### Task goal
Your answer should be exactly the lines from the one that contains "like [(294, 197)]." through the final line of the entries below, and nothing else.

(Photo-based referring expression data)
☆ ☆ ☆ ☆
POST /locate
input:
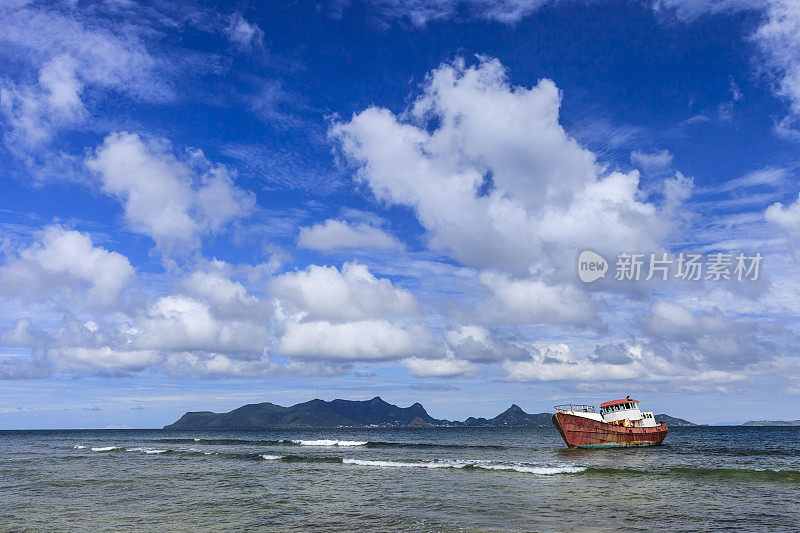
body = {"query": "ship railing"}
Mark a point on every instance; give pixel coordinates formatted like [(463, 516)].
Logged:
[(573, 408)]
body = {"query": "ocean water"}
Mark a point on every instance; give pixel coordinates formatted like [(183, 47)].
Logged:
[(432, 479)]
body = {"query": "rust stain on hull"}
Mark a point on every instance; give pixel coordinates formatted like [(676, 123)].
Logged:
[(582, 432)]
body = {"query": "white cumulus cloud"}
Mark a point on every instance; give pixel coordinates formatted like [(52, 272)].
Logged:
[(172, 201), (340, 234)]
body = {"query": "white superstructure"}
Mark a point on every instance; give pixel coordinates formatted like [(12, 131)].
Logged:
[(624, 412)]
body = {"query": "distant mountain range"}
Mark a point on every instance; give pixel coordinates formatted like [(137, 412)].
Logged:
[(772, 423), (349, 413)]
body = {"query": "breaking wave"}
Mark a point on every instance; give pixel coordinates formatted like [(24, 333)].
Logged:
[(485, 465), (325, 442), (294, 458)]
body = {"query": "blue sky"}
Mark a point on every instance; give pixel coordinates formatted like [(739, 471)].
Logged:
[(209, 205)]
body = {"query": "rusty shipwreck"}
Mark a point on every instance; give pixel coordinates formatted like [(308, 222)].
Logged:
[(620, 423)]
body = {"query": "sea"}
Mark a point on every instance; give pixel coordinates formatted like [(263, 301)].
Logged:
[(426, 479)]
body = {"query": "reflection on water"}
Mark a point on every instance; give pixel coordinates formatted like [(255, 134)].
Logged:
[(396, 479)]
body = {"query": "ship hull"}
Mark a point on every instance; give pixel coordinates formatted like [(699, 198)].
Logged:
[(582, 432)]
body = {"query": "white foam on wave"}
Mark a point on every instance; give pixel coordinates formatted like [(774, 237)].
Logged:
[(527, 469), (145, 450), (325, 442)]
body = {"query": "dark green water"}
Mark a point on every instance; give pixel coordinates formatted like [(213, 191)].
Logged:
[(450, 479)]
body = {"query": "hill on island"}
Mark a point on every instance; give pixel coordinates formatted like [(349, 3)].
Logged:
[(773, 423), (351, 413)]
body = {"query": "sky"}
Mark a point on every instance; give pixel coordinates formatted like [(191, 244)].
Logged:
[(466, 204)]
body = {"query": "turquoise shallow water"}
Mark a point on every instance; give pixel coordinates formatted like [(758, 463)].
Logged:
[(452, 479)]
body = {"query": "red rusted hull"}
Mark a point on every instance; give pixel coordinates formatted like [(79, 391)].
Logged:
[(582, 432)]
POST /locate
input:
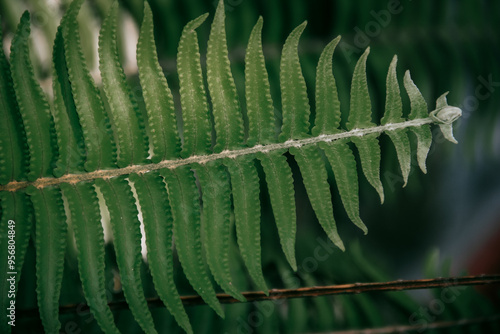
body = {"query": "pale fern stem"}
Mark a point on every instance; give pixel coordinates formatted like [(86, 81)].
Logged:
[(172, 164)]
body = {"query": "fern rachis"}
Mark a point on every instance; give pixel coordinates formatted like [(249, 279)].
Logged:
[(166, 184)]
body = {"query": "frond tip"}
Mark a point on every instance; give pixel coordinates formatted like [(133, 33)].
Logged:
[(199, 176)]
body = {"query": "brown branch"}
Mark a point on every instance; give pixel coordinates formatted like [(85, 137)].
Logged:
[(315, 291), (419, 328)]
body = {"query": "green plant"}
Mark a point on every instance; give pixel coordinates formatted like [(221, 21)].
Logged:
[(65, 151)]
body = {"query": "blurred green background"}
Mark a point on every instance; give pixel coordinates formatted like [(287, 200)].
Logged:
[(447, 45)]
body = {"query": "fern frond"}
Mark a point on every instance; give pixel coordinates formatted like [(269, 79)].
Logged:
[(89, 237), (124, 114), (15, 224), (158, 225), (50, 244), (184, 201), (189, 186), (13, 146), (99, 143), (214, 180), (33, 105), (226, 106), (162, 123)]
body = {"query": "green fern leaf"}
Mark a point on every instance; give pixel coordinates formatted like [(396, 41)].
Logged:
[(124, 113), (393, 114), (327, 100), (13, 146), (216, 193), (127, 241), (245, 189), (16, 221), (294, 98), (314, 175), (158, 225), (226, 107), (196, 116), (419, 110), (99, 142), (359, 118), (33, 105), (157, 95), (69, 133), (258, 92), (86, 221), (343, 165), (184, 201), (280, 187), (328, 122), (185, 194), (50, 244)]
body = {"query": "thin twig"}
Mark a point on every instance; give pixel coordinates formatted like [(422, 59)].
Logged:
[(171, 164)]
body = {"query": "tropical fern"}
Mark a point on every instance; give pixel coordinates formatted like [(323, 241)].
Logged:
[(57, 156)]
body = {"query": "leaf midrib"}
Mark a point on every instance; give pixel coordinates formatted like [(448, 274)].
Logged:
[(172, 164)]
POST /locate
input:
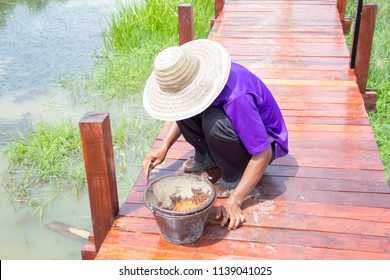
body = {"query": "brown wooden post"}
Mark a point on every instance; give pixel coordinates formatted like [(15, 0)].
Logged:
[(364, 44), (218, 6), (186, 23), (346, 22), (95, 131)]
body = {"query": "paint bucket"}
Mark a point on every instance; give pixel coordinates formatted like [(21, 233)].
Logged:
[(163, 195)]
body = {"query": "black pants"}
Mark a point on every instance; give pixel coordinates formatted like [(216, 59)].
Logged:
[(212, 135)]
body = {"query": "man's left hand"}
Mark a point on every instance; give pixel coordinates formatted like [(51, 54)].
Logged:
[(230, 210)]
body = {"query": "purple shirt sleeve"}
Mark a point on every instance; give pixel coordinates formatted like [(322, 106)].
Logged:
[(253, 111), (248, 124)]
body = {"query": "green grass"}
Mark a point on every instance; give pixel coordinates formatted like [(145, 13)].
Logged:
[(379, 77), (44, 162), (133, 38)]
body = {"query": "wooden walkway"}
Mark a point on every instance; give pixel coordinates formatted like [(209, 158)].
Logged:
[(329, 198)]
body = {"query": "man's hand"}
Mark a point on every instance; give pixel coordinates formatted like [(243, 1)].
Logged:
[(230, 210), (153, 159)]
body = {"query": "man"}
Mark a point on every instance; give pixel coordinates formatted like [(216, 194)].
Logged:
[(224, 111)]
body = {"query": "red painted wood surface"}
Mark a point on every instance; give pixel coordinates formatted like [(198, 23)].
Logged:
[(329, 198)]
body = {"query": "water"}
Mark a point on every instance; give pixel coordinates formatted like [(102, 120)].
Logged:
[(40, 43)]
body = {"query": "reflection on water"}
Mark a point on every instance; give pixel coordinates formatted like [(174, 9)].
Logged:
[(41, 42)]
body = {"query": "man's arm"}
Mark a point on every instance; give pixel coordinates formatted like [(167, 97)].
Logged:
[(157, 157)]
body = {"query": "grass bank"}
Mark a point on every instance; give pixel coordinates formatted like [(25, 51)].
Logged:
[(46, 161), (379, 77)]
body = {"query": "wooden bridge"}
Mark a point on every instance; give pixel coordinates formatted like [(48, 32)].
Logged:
[(328, 199)]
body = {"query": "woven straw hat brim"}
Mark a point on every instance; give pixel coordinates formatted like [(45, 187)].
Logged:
[(214, 69)]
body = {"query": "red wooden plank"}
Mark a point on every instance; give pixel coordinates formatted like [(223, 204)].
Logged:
[(152, 246), (307, 238)]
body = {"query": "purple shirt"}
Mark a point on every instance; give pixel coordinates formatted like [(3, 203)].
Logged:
[(253, 111)]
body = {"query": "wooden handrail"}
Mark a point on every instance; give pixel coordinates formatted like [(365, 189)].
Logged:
[(186, 23)]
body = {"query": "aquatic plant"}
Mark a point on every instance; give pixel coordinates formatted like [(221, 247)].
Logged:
[(378, 78)]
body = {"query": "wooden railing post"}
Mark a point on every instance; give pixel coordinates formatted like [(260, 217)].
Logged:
[(346, 22), (218, 6), (95, 131), (363, 47), (186, 23)]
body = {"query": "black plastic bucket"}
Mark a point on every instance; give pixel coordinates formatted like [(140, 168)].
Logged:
[(179, 227)]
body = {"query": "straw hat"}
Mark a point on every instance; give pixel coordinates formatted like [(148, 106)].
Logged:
[(186, 80)]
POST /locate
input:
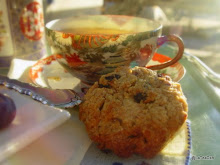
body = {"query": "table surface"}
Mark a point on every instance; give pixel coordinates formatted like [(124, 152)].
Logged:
[(201, 87)]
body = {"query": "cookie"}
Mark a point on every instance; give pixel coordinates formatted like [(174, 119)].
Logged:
[(133, 111)]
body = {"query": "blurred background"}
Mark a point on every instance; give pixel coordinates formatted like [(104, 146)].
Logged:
[(197, 21)]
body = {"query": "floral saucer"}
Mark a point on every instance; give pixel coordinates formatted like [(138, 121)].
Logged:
[(47, 72)]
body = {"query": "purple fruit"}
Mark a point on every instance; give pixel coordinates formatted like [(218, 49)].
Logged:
[(7, 110)]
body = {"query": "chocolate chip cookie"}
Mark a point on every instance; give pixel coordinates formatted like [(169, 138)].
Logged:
[(133, 111)]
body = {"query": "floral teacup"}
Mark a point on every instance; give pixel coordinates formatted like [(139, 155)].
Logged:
[(95, 45)]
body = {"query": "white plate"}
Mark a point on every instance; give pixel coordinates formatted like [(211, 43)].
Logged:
[(32, 120)]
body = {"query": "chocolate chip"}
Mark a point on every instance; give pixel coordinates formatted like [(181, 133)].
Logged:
[(140, 96), (106, 151), (101, 107), (104, 86), (132, 136), (110, 78)]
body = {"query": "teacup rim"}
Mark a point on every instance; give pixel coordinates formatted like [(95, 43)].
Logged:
[(50, 23)]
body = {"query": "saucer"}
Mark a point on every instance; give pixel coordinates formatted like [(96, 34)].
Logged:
[(47, 72)]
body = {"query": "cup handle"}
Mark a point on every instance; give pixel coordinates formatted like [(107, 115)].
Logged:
[(160, 41)]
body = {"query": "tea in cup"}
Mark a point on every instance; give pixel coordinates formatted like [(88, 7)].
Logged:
[(95, 45)]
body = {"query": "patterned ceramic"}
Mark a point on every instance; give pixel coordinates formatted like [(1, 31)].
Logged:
[(89, 55), (49, 73)]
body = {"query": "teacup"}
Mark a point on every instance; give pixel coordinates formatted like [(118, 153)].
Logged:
[(95, 45)]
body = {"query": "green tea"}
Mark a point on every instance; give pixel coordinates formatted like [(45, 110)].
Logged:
[(96, 31)]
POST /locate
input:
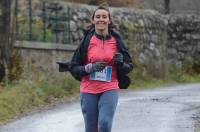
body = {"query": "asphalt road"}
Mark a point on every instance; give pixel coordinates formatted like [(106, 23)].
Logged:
[(168, 109)]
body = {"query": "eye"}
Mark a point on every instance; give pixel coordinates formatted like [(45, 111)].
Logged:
[(104, 16), (97, 16)]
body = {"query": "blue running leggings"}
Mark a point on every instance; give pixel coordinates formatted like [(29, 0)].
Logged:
[(98, 110)]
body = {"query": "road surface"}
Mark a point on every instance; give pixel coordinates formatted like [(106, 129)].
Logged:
[(168, 109)]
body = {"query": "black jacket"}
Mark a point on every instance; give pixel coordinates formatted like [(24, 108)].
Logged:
[(77, 68)]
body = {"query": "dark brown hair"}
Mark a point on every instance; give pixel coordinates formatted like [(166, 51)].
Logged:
[(110, 26)]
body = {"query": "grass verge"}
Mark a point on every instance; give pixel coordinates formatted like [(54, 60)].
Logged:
[(23, 96)]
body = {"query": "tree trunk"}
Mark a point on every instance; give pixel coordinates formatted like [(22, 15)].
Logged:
[(167, 6), (6, 36)]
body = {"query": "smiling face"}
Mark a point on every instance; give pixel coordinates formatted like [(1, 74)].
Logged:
[(101, 20)]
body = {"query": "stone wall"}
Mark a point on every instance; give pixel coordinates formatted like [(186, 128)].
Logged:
[(175, 6), (183, 39), (158, 40)]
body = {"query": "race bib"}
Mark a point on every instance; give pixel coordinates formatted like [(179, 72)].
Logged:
[(104, 75)]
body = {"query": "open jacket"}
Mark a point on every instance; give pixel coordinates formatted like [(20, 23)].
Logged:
[(77, 68)]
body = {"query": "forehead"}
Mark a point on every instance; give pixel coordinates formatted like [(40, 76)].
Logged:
[(101, 12)]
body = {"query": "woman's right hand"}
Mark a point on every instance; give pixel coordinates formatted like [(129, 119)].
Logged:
[(95, 67)]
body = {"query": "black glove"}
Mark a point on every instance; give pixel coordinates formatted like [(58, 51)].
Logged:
[(95, 67), (118, 60)]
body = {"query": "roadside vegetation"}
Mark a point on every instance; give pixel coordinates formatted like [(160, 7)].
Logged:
[(22, 96)]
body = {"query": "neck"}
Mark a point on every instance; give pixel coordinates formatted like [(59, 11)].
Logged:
[(102, 32)]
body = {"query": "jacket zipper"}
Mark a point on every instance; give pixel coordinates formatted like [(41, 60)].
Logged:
[(103, 42)]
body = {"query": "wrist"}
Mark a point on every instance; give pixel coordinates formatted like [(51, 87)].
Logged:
[(88, 68)]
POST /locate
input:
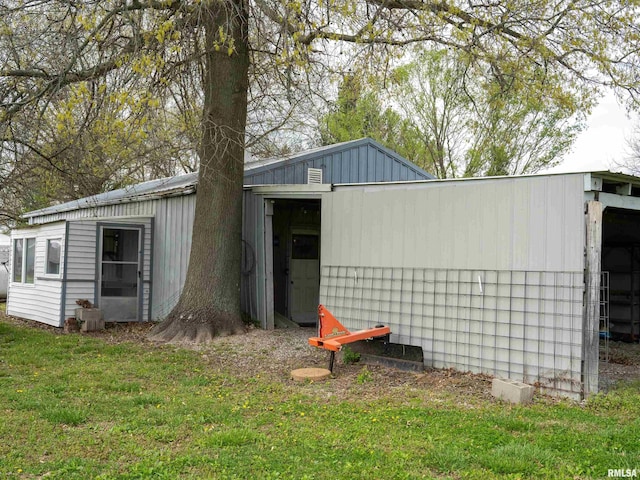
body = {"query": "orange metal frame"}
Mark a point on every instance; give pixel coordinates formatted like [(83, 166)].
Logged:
[(332, 335)]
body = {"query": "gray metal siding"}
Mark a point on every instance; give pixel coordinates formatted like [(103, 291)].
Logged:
[(451, 264), (533, 223), (359, 162), (253, 264), (173, 227)]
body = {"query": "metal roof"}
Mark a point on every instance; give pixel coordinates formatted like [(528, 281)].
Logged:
[(259, 166), (163, 187), (185, 184)]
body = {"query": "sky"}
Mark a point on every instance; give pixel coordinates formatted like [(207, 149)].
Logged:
[(603, 142)]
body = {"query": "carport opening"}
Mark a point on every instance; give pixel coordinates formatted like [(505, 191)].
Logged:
[(620, 262), (296, 262)]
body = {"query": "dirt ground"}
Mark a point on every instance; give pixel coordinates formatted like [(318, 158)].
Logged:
[(273, 354)]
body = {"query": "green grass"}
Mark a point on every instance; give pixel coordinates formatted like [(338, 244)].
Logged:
[(75, 407)]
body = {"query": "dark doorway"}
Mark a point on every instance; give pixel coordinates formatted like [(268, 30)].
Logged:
[(296, 260), (621, 259)]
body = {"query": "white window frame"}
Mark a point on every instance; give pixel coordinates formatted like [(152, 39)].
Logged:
[(46, 257), (23, 272)]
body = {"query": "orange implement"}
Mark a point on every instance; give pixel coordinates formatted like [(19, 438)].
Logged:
[(332, 334)]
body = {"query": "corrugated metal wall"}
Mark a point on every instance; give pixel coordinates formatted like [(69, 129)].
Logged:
[(526, 223), (357, 164), (485, 275)]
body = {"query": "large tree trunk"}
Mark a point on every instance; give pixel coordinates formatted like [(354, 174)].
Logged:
[(210, 301)]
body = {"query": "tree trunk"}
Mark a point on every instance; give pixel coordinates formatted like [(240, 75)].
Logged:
[(210, 301)]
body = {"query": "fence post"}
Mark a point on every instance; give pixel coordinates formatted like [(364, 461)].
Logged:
[(591, 326)]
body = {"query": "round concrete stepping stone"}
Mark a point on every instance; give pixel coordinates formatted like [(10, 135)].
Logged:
[(310, 374)]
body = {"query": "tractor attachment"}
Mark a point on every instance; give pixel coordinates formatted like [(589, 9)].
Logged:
[(332, 335)]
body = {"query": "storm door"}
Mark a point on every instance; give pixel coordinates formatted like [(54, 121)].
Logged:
[(119, 273)]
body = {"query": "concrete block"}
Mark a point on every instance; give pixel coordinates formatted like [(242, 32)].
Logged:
[(512, 391), (91, 319), (84, 314), (92, 325)]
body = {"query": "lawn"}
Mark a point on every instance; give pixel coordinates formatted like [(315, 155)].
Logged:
[(74, 406)]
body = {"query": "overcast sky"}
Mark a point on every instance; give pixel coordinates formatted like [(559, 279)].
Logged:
[(603, 142)]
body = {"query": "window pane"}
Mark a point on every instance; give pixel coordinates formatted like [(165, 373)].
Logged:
[(119, 280), (17, 260), (305, 247), (119, 245), (30, 260), (53, 256)]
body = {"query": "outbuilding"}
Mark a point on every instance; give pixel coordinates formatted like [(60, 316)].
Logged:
[(127, 251), (517, 277)]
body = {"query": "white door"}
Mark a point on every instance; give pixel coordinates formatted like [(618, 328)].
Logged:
[(304, 276), (119, 273)]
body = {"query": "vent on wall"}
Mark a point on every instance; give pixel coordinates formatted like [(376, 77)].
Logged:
[(314, 175)]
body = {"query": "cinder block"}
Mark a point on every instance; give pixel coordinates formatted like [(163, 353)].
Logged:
[(512, 391), (84, 314), (91, 319), (92, 325)]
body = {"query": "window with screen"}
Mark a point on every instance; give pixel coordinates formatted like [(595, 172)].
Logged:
[(53, 256), (24, 260)]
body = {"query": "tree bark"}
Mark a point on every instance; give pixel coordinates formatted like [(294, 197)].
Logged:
[(210, 301)]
☆ ☆ ☆ ☆
### Solution for this task
Mark a point on every instance; give pixel coordinates formatted like [(294, 197)].
Logged:
[(210, 301)]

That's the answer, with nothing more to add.